It’s funny how themes recur in our lines and how we find God saying the same thing to us more than once (largely because we are dull of hearing and even duller of heart, I expect.)

Over two years ago, I wrote a post called ‘Bass lines. I’d just attended a marvellous concert by ‘The King’s Singers’ and had been pondering how all those beautiful harmonies blend together to form a piece of music that is sublime to listen to. I’d also realised that life inevitably involves what to us seems like dull repetition (aka the bass line of most pieces of music) which actually is just as important to life as those soaring melodies.

The daughter of a friend of mine has just written an article for Open Doors Youth (you can read it here.) Nell plays the trumpet and she has a friend who is a cellist. Their opinions on a certain piece of music (Pachelbel’s Canon, one of my favourites too!) differed, largely because the cellist plays eight repeating notes throughout the entire piece and was therefore bored by it!

[Stored records]
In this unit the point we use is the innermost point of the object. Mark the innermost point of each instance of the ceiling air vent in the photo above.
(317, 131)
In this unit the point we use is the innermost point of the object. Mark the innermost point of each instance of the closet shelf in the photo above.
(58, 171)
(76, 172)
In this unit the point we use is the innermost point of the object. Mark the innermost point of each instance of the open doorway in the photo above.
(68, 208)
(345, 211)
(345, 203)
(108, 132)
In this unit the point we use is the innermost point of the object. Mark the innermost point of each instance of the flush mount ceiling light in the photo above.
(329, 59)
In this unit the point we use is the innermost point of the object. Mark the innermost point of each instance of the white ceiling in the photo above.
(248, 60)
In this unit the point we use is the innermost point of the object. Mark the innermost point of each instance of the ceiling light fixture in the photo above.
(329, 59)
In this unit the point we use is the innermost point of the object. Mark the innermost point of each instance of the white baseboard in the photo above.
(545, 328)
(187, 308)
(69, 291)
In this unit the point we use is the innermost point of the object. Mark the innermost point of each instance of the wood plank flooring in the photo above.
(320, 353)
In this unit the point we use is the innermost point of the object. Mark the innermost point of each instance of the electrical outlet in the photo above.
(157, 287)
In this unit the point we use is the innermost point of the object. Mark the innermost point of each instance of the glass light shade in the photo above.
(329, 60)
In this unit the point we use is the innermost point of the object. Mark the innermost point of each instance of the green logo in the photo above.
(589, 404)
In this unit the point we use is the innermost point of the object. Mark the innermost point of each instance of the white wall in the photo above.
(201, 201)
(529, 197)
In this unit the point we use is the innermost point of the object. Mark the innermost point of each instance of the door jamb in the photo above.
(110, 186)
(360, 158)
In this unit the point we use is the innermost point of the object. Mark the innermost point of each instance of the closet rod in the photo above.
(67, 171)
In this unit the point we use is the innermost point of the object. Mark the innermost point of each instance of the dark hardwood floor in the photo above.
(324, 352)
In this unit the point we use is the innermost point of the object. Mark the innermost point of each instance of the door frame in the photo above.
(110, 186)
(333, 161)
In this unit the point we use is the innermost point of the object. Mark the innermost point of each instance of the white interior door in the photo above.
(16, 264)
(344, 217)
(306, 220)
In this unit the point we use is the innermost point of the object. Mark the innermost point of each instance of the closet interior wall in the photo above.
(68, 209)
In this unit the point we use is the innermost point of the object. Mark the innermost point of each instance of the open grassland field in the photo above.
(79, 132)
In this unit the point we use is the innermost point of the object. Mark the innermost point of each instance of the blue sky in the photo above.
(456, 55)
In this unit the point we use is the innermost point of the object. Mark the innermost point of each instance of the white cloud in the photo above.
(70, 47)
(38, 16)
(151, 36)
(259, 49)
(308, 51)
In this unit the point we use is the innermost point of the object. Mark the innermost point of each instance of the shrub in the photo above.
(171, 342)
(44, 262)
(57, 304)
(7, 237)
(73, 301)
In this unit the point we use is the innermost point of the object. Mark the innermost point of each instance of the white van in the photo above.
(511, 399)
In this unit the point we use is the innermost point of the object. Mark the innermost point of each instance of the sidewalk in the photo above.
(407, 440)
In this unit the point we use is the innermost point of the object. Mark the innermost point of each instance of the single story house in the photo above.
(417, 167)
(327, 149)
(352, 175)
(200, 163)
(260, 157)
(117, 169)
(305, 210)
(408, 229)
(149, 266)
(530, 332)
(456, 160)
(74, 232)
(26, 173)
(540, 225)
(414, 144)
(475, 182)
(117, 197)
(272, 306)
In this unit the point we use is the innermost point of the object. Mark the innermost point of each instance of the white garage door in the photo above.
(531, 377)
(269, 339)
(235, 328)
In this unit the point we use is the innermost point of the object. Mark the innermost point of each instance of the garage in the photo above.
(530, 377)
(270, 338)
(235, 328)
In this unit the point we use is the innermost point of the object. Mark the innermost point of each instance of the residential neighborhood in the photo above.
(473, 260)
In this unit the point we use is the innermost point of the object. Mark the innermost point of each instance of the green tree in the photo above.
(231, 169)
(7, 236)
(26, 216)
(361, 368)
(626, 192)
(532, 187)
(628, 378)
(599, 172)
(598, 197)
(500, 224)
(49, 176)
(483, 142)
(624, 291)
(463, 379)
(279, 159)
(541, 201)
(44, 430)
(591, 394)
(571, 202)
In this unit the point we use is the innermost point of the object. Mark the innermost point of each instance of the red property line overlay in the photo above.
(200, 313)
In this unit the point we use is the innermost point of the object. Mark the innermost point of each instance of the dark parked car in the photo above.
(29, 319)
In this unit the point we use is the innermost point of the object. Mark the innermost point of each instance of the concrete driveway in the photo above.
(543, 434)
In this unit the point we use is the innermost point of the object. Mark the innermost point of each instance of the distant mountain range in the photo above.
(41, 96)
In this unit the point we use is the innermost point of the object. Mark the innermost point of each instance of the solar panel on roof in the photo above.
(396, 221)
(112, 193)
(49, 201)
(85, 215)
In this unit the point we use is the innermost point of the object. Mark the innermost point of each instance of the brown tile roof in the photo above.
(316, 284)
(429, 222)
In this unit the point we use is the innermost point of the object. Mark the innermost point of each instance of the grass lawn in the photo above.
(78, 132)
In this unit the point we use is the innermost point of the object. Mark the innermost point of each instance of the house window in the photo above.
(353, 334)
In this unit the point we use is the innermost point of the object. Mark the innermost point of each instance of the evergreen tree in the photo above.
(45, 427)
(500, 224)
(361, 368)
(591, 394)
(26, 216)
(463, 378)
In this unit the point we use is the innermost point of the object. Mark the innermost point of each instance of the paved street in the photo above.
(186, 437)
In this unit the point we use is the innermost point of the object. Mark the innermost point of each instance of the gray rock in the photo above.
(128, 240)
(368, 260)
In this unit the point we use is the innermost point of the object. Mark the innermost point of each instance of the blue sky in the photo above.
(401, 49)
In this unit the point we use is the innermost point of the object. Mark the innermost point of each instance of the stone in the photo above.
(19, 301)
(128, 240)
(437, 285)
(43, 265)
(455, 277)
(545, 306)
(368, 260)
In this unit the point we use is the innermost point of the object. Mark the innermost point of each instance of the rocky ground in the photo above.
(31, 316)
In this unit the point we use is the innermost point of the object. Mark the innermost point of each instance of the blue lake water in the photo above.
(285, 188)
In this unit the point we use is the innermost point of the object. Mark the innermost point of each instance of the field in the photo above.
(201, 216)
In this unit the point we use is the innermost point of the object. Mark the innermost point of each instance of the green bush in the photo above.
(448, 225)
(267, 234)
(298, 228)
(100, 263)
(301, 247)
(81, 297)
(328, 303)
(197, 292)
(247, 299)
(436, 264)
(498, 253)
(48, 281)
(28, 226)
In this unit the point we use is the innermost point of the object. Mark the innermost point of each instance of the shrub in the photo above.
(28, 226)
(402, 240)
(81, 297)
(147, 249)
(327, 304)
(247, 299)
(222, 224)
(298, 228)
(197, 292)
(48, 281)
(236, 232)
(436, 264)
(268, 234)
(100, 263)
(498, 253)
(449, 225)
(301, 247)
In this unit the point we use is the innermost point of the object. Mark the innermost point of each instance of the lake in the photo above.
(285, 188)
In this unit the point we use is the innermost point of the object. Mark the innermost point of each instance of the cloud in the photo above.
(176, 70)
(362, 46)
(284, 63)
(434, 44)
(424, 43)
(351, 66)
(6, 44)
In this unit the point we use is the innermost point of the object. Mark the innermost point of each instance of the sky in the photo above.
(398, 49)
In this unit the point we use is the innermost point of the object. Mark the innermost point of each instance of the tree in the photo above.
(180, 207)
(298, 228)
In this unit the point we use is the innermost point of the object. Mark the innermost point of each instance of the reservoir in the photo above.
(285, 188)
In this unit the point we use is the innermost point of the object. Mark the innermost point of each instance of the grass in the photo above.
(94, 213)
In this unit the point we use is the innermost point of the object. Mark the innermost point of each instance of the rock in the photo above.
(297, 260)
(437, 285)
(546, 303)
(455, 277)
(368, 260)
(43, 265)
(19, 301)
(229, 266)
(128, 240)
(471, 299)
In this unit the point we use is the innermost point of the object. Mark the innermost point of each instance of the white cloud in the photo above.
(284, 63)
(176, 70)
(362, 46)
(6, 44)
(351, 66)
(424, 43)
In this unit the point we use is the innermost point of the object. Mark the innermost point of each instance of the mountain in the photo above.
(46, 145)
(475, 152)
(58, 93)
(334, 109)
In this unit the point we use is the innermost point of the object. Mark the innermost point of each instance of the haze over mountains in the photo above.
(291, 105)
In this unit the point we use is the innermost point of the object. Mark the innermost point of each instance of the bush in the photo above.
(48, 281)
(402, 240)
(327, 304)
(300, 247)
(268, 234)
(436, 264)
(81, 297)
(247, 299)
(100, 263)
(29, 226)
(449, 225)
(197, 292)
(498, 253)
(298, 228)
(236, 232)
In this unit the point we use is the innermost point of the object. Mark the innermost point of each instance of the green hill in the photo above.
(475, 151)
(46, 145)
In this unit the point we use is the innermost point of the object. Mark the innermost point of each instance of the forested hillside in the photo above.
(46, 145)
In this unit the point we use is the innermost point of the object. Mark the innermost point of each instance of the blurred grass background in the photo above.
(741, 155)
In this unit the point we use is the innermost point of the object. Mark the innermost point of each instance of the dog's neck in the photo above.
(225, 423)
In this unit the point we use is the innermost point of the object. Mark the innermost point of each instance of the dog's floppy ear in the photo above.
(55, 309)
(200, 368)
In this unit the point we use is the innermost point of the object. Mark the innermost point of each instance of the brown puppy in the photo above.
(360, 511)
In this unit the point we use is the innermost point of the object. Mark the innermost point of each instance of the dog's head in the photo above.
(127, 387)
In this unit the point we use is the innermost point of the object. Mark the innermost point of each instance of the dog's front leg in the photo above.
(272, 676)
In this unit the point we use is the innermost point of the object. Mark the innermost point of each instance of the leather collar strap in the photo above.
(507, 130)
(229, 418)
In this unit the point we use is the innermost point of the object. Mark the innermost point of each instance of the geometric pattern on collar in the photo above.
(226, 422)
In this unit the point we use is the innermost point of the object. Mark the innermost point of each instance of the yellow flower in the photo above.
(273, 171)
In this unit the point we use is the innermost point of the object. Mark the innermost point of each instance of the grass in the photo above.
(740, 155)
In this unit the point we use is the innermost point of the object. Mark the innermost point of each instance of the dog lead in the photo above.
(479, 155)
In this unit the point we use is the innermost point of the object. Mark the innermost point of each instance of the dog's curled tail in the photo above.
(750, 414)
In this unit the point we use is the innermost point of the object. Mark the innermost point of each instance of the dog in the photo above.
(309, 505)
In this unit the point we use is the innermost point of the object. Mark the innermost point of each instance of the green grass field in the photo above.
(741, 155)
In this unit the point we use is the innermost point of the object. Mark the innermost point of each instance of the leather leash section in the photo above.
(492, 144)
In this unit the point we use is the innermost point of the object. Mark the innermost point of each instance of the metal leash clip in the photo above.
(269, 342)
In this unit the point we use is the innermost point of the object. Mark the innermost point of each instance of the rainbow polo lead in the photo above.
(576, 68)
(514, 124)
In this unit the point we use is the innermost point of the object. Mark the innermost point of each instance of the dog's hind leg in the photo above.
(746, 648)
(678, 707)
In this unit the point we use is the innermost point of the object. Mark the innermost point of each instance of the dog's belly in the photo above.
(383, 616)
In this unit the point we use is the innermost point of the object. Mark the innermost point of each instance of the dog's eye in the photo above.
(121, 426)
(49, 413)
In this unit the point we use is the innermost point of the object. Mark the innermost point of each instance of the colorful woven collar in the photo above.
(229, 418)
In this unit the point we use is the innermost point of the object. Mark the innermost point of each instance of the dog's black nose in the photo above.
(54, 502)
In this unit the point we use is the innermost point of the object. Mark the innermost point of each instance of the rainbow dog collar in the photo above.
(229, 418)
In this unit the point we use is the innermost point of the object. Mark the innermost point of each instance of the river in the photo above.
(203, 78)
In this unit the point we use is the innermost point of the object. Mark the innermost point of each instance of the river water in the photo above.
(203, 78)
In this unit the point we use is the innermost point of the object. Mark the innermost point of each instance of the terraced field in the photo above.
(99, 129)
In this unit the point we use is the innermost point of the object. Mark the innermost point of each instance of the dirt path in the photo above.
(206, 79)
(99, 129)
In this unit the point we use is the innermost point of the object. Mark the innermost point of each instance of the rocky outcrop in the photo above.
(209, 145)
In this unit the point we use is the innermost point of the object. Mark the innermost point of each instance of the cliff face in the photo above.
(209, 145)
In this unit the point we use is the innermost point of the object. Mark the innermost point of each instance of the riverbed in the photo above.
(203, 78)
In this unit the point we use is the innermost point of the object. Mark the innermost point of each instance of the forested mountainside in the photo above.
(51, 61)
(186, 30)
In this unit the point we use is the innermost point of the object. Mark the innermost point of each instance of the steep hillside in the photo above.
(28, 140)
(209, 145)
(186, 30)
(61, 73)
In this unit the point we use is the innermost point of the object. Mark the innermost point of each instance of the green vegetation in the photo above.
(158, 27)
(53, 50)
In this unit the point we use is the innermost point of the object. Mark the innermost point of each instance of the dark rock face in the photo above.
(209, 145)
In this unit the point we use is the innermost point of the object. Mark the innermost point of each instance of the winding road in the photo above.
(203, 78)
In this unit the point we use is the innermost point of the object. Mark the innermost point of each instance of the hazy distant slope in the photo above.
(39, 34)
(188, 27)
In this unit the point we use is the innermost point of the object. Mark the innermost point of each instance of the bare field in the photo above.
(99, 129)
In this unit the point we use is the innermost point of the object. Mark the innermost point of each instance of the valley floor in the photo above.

• GIVEN REQUEST
Carry the post about bass lines forward from its last sentence. The listing has no connection to the post about bass lines.

• TASK RESULT
Pachelbel's Canon

She talks about contentment being the ‘bass line’ of the Christian life, saying ‘And so, stop, think for a minute, and listen to the bass line of your life. Strain your ears past the melody of your day to day emotions, and listen to what underpins all that you do. If the melody were to change, or to stop completely, would the bass line still be music to your ears? Would you still want to listen to the song of your life, even if the embellishments quieted and the excitement stopped? If your bass line springs from the One who brings peace and fulfilment to all who know Him, then it will continue even when any other music fades. And that is true contentment.’

Many of us prefer melodies, with their beautiful variations, interesting intervals and singable tunes. We prefer life to be exciting, interesting, entertaining and diverse. We think of the bass line as boring, repetitive, mundane and humdrum and we hate it when our lives are like this. But God weaves both bass lines and melodies together to make a richer whole and in the same way He works every aspect of our lives into a whole which can glorify Him. Whether we’re on the mountain top or in the valley, experiencing dazzling visions of God or feeling bereft of His presence, He is there, underpinning our lives, working faithfulness, patience, endurance and contentment into us.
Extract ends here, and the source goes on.